TRECHO SELECIONADO:
--*--
Está em discussão na Câmara dos Deputados o Projeto de Lei 6583/ 2013, mais conhecido como “Estatuto da Família”, de autoria do deputado Anderson Ferreira (PR-PE), o qual determina que as uniões familiares brasileiras devem ser compostas exclusivamente por um homem e uma mulher por meio de casamento ou união estável, proibindo a adoção de crianças por casais homoafetivos. O PL, que havia sido arquivado, foi desenterrado em 2014 pelo presidente da Câmara dos Deputados, Eduardo Cunha (PMDB-RJ), que vem tentando acelerar o processo de aprovação do estatuto.
Mas o PL vai contra à configuração da família brasileira, cada vez mais multifacetada. Nas últimas décadas, houve muitas mudanças nos arranjos familiares e, apesar de ainda predominante, a família nuclear, formada por um casal e filhos, já não é mais a regra. Segundo o Censo Demográfico do Instituto Brasileiro de Geografia e Estatística (IBGE), de 2010, a família nuclear corresponde a cerca de 50% das famílias brasileiras, uma taxa bem inferior à dos anos 1980, quando representava 66%.
--*--
DADOS FORNECIDOS:
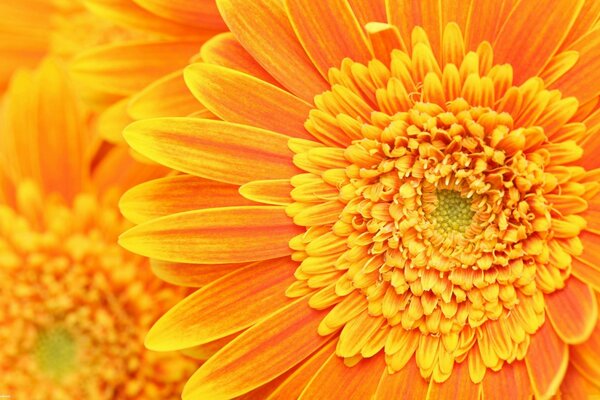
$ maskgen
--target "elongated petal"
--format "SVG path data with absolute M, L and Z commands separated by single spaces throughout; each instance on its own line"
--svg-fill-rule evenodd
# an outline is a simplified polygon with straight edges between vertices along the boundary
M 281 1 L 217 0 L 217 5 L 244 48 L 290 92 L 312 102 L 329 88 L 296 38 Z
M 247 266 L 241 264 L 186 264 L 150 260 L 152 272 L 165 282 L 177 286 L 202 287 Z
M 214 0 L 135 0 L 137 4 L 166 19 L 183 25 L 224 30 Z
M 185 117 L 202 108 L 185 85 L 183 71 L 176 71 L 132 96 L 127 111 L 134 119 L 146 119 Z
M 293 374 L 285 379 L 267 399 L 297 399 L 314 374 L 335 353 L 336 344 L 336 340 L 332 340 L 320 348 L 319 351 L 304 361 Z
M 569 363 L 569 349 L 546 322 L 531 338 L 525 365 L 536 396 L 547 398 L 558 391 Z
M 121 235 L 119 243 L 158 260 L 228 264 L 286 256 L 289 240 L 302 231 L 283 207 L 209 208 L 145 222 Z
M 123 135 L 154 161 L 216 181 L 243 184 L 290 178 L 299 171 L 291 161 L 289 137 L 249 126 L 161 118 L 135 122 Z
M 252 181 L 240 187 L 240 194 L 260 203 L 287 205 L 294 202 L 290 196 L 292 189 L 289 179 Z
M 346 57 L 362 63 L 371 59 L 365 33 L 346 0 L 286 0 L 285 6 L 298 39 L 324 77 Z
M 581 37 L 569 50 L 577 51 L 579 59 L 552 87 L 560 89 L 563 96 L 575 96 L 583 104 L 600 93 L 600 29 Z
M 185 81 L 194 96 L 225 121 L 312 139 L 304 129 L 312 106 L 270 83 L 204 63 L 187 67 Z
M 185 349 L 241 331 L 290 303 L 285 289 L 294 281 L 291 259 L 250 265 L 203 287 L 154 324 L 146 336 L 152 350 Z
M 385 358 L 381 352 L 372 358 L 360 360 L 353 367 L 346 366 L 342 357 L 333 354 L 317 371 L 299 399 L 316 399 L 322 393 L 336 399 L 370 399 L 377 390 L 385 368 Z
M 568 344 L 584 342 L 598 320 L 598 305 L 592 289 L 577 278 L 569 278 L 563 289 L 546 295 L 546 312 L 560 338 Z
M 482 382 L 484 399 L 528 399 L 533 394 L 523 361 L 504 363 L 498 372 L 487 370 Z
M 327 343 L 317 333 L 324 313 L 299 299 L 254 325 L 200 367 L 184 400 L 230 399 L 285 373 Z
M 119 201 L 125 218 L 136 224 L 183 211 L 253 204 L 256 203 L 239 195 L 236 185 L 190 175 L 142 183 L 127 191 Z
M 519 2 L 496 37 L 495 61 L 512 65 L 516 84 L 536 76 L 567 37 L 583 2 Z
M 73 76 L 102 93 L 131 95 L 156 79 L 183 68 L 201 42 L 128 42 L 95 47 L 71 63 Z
--*--
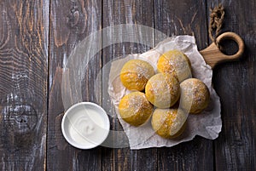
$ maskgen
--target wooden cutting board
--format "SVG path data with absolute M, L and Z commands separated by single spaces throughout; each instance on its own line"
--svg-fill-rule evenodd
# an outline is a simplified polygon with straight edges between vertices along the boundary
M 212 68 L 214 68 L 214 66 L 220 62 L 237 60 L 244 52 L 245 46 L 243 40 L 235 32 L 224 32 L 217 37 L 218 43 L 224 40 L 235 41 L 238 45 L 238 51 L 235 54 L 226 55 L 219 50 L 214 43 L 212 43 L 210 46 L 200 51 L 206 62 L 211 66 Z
--*--
LISTA DE TAREFAS:
A. No trecho sobre o Estatuto da Família, qual percentual das famílias brasileiras a família nuclear representava nos anos 1980?
B. Reúna todas as linhas dos registros que contêm a palavra "target", levando em conta a diferença entre maiúsculas e minúsculas.

RESULTADOS:
A. A família nuclear representava 66% das famílias brasileiras nos anos 1980.

B.
--target "elongated petal"
--target wooden cutting board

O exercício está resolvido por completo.